Page>
____
Leur allure « extra-terrestre » m’a laissé songeur la première fois que j’en vis un, c’est pourquoi j’ai décidé de faire quelques recherches. Pour tout dire, j’ai été un peu déçu, mais en cherchant mieux il y a tout de même des choses intéressantes à dire… et pas là où l’on croit !
Un ventilateur réellement sans pale ?
Premièrement, un ventilateur sans pale ne s’appelle comme ça que par l’absence de l’hélice principale. Si on le démonte, on s’aperçoit qu’il contient bien une toute petite hélice à pales dans le socle qui brasse de l’air. Cet air est ensuite envoyé vers le haut, dans le cerceau, d’où il sort par une fine fente sur tout le contour :
Voilà, c’est tout pour la partie mécanique et le fonctionnement de base. Décevant non ?
Heureusement il reste la partie aérodynamique et acoustique !
L’amplification du flux d’air par effet Coandă
Il existe donc bien une hélice à pales dans l’appareil, c’est juste qu’on ne la voit pas.
Mais ça ne s’arrête pas là : cette hélice est minuscule et n’explique pas du tout le flux d’air que l’on reçoit quand on se met devant un ventilateur sans pale. Il y a une astuce !
En fait, une fois que l’air sort de la fente sur le contour du cerceau, il entraîne l’air alentour. La première raison à ça est simplement l’entraînement par friction de l’air : l’air ventilé est déjà multiplié par ça.
Une seconde raison vient du profil du « cerceau » : ce dernier est évasé.
L’air sortant de l’ouverture a tendance, par effet Coandă, à rester collé aux bords du cerceau, et donc d’aller en s’évasant lui aussi. Quand tout l’air part en s’évasant, les molécules d’air s’écartent les unes des autres, autrement dit : la pression diminue et forme une dépression à l’avant du ventilateur. L’air à l’arrière s’engouffre donc dans le cerceau et est projeté vers l’avant.
On assiste à un effet multiplicateur : il suffit d’un petit ventilateur dans le socle, brassant un petit peu d’air pour obtenir un grand flux d’air en sortie !
Ce phénomène est puissant, et certains envisagent de créer des avions ou des drones utilisant l’effet Coandã.
De plus, si un ventilateur classique « hache » de l’air et vous envoie des poches d’air, les ventilateurs sans pales produisent un flux beaucoup plus régulier. L’air parcourt suffisamment de distance à l’intérieur du socle et du cerceau pour que les turbulences créées par le petit ventilateur soient lissées et le flux d’air pratiquement laminaire.
____
Données fournies>
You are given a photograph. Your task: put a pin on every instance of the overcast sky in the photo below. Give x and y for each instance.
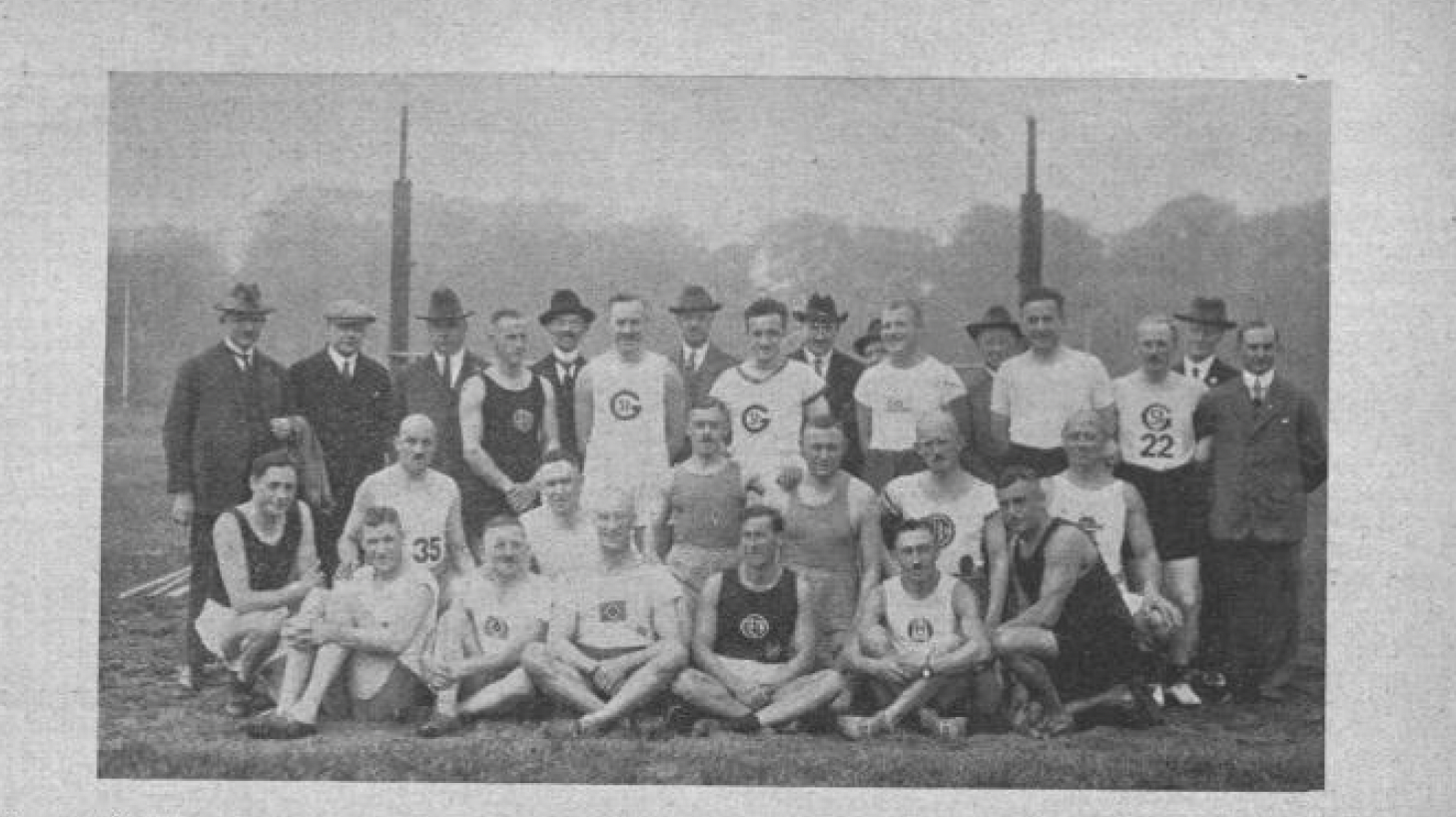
(721, 155)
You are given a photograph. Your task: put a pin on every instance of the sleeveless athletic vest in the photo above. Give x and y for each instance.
(756, 625)
(269, 565)
(1099, 512)
(511, 425)
(918, 625)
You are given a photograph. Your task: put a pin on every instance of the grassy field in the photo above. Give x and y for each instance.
(149, 731)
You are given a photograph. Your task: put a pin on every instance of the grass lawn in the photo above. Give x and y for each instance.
(149, 731)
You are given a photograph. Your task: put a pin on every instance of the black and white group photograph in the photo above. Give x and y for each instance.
(757, 431)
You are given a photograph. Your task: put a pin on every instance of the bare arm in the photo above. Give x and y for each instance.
(232, 566)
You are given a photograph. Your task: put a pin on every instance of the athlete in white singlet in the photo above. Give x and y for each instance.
(954, 504)
(629, 409)
(428, 505)
(769, 397)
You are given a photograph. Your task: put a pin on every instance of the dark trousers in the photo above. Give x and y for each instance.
(204, 568)
(1256, 582)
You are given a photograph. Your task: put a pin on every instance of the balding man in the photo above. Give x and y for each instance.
(426, 504)
(1154, 429)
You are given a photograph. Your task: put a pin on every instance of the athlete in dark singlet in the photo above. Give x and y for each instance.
(1074, 636)
(754, 641)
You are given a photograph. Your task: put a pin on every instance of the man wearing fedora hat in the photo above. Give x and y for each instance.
(226, 409)
(347, 400)
(1205, 322)
(840, 372)
(698, 359)
(431, 387)
(565, 320)
(998, 337)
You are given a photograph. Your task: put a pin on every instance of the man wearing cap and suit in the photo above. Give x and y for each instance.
(998, 337)
(1265, 441)
(698, 360)
(565, 320)
(228, 407)
(431, 385)
(822, 321)
(347, 400)
(1205, 322)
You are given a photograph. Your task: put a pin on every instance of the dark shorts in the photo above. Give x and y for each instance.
(1095, 657)
(1176, 508)
(1046, 461)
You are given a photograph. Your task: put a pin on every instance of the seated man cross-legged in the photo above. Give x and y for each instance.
(922, 647)
(475, 666)
(615, 639)
(370, 629)
(753, 642)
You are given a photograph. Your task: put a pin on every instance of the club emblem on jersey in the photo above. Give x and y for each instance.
(1157, 416)
(756, 418)
(625, 406)
(615, 610)
(753, 626)
(523, 419)
(919, 629)
(493, 626)
(943, 529)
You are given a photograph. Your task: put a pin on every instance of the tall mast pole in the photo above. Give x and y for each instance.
(1030, 273)
(399, 252)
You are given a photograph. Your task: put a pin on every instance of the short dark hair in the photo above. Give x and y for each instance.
(910, 526)
(1015, 473)
(1043, 293)
(763, 511)
(277, 457)
(381, 514)
(766, 306)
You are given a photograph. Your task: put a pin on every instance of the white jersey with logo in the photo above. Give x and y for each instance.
(956, 523)
(424, 511)
(897, 397)
(768, 413)
(921, 625)
(496, 612)
(1154, 419)
(559, 549)
(1099, 512)
(628, 442)
(615, 610)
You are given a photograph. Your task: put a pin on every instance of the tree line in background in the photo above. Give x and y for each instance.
(317, 245)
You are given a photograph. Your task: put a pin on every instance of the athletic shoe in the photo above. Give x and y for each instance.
(440, 725)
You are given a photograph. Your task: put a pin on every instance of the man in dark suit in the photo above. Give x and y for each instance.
(840, 372)
(431, 385)
(228, 407)
(1205, 322)
(1265, 441)
(998, 337)
(698, 360)
(347, 400)
(566, 321)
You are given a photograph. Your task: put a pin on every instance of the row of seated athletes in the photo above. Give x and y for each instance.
(616, 612)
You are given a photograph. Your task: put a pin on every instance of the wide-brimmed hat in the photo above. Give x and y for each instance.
(871, 337)
(444, 305)
(820, 306)
(1208, 312)
(565, 302)
(695, 299)
(349, 311)
(244, 299)
(997, 318)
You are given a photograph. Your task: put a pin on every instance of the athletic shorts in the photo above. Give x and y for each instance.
(1176, 508)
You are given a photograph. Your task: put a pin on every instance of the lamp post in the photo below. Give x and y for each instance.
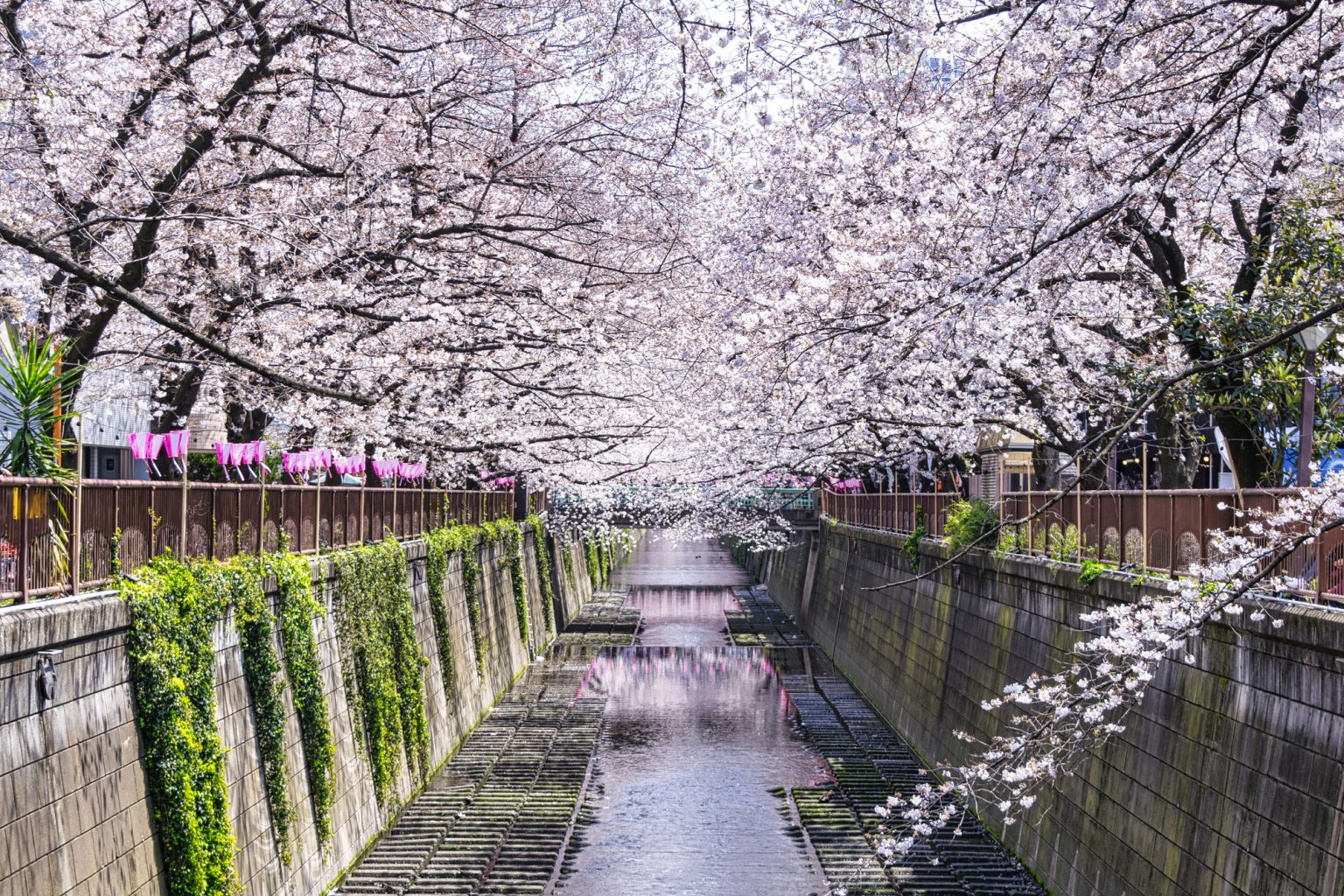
(1311, 339)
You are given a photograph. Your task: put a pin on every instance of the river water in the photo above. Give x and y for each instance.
(696, 734)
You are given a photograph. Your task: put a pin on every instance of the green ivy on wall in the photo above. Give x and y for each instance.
(438, 546)
(605, 552)
(298, 607)
(543, 570)
(566, 559)
(240, 584)
(172, 676)
(592, 560)
(382, 664)
(512, 536)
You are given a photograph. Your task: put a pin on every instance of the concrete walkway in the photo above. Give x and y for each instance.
(679, 739)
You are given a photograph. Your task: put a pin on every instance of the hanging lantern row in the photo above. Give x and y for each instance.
(353, 465)
(145, 446)
(241, 454)
(300, 462)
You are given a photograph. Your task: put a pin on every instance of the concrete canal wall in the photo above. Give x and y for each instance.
(74, 815)
(1228, 780)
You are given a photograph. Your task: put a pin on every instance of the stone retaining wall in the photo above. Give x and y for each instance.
(1228, 780)
(74, 815)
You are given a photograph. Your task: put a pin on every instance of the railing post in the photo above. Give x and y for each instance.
(23, 549)
(1078, 504)
(1171, 534)
(318, 514)
(1320, 567)
(1145, 506)
(182, 539)
(261, 512)
(77, 512)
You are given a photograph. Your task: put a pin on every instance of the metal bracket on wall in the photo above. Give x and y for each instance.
(46, 675)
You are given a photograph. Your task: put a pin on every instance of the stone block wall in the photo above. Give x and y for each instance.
(74, 813)
(1228, 778)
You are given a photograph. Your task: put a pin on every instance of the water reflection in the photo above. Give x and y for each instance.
(694, 740)
(662, 562)
(683, 617)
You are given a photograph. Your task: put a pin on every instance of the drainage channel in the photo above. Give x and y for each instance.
(680, 738)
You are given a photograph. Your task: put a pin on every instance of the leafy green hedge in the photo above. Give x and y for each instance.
(298, 607)
(594, 566)
(241, 580)
(382, 664)
(543, 570)
(172, 676)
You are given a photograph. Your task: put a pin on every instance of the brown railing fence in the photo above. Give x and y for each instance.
(1156, 531)
(57, 540)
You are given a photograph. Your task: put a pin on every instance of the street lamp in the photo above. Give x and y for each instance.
(1311, 339)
____
Travail demandé>
Condensez sous forme de liste le paragraphe de l’article sur les ventilateurs sans pale qui commence par « L’air sortant de l’ouverture », en conservant ses faits principaux.

Réponse complète>
- Par effet Coandă, l’air sortant de l’ouverture reste collé aux bords du cerceau et s’évase avec lui.
- En s’évasant, les molécules d’air s’écartent. La pression diminue et une dépression se forme à l’avant du ventilateur.
- L’air situé à l’arrière s’engouffre alors dans le cerceau et est projeté vers l’avant.